(GOAL)
Output as a JSON list of strings, one per line and with blank lines omitted, everything in the data below from the line containing "Find the child's right" down to the line containing "x=379, y=425", both included.

Location identification data
----

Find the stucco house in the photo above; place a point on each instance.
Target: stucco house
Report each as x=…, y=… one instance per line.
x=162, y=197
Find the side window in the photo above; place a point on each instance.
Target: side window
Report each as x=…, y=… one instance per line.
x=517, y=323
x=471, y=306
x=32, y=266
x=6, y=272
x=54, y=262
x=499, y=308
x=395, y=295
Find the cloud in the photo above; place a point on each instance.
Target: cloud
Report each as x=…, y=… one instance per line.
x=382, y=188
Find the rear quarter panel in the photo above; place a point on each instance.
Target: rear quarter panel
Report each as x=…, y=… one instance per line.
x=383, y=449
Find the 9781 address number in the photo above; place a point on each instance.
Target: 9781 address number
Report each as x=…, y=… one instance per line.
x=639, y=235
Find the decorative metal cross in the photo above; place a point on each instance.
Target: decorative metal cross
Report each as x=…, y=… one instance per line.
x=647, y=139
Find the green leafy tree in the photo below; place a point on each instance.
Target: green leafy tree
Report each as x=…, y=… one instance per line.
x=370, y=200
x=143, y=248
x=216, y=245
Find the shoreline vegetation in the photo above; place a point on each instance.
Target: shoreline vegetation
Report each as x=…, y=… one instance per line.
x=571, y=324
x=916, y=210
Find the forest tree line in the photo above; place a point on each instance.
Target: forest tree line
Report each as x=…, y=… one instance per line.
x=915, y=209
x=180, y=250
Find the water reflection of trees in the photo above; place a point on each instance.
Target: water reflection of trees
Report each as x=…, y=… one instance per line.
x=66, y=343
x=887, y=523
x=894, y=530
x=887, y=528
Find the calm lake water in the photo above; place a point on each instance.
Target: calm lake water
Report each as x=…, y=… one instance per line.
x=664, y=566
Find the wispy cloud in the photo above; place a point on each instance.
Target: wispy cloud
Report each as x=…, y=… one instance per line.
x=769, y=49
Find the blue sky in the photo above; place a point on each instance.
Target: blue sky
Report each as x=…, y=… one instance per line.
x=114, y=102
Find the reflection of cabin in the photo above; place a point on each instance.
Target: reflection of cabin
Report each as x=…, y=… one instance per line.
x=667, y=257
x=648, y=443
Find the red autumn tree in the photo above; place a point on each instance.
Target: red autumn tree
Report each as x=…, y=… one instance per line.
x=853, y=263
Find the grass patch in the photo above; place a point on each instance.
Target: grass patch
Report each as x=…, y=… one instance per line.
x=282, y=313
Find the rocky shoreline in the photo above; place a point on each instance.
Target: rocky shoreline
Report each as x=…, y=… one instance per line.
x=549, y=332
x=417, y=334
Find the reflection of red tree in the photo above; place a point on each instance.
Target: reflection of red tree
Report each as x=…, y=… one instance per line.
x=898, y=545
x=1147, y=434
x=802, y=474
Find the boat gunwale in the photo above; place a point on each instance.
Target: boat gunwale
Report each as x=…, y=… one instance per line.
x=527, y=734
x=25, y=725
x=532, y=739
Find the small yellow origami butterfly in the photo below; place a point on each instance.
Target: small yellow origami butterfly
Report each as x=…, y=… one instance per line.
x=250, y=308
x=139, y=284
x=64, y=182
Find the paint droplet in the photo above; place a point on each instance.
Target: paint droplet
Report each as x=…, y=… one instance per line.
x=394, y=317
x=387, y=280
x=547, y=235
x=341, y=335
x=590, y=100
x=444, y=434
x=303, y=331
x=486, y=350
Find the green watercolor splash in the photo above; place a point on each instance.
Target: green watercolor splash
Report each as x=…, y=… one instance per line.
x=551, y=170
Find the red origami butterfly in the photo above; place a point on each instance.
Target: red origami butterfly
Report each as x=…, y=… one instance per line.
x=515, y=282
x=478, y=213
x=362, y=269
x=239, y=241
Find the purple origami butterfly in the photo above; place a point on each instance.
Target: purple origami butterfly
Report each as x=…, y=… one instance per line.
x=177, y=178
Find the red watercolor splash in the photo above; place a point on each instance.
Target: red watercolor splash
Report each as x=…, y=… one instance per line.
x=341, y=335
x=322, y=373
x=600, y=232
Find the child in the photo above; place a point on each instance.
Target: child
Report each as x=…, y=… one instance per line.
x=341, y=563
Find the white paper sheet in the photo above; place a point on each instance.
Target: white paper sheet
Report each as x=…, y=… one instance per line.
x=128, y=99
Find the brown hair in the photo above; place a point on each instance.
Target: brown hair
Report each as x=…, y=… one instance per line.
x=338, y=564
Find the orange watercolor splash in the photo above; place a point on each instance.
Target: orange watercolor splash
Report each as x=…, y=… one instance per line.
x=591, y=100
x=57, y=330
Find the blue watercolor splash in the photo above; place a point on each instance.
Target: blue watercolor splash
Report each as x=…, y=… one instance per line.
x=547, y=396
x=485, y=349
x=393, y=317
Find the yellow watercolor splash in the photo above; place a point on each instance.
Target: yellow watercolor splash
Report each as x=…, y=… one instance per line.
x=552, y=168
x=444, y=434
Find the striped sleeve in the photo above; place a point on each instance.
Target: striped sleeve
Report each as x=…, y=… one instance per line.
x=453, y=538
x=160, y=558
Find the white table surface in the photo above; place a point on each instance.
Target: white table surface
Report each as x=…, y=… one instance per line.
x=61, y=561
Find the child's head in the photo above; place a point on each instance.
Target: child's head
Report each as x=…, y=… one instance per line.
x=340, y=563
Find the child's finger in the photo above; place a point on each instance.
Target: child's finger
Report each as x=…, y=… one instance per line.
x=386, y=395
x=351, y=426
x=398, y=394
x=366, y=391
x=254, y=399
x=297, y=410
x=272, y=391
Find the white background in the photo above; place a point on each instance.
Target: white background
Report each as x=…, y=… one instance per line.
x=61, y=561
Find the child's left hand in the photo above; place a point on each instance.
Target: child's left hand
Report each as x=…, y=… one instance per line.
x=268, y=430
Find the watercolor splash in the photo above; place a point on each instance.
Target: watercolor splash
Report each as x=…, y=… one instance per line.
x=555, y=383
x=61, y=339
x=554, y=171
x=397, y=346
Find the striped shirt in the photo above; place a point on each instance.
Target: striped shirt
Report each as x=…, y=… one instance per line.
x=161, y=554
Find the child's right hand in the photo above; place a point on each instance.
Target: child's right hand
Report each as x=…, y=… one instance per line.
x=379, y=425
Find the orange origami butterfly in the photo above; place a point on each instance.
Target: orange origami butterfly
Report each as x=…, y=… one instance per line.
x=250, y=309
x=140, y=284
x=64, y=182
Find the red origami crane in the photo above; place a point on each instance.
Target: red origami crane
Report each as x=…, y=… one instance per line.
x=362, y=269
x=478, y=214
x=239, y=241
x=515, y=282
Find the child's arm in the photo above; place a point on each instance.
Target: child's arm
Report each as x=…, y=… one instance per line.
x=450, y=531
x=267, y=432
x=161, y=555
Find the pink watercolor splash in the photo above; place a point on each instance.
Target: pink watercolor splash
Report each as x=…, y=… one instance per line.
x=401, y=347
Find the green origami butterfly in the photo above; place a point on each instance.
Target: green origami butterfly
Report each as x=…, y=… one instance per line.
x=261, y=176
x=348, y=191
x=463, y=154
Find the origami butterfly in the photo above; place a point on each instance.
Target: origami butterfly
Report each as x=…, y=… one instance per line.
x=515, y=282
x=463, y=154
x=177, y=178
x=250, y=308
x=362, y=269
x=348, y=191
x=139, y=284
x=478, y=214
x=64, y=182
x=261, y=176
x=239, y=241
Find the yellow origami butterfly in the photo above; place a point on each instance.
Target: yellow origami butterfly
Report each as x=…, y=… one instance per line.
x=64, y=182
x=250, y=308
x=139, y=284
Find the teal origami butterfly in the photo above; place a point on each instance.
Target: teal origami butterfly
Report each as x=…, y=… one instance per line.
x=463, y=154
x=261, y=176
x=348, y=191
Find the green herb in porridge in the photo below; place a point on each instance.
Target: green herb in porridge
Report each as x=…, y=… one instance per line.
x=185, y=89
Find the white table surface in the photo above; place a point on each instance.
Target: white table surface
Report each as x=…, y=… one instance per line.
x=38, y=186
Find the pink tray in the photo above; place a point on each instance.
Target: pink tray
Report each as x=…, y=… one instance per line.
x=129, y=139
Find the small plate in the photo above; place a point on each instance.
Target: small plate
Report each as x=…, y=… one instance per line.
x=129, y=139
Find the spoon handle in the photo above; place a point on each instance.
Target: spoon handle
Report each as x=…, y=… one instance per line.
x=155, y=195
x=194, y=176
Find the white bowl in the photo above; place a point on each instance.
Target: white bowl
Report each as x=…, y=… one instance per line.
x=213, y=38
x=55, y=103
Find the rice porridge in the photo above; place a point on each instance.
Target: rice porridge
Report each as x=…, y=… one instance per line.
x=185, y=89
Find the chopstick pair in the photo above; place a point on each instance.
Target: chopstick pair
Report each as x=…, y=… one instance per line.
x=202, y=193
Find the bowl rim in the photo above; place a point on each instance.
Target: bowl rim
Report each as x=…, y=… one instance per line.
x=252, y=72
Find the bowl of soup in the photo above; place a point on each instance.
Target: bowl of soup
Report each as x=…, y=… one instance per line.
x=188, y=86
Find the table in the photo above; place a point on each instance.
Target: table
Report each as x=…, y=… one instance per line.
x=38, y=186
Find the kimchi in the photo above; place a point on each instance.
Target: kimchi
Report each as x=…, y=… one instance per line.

----

(WRITTEN SOLUTION)
[
  "Find the child's right hand in the photo above; place a point on each instance.",
  "Target: child's right hand",
  "Report each as x=…, y=… one instance per line.",
  "x=379, y=425"
]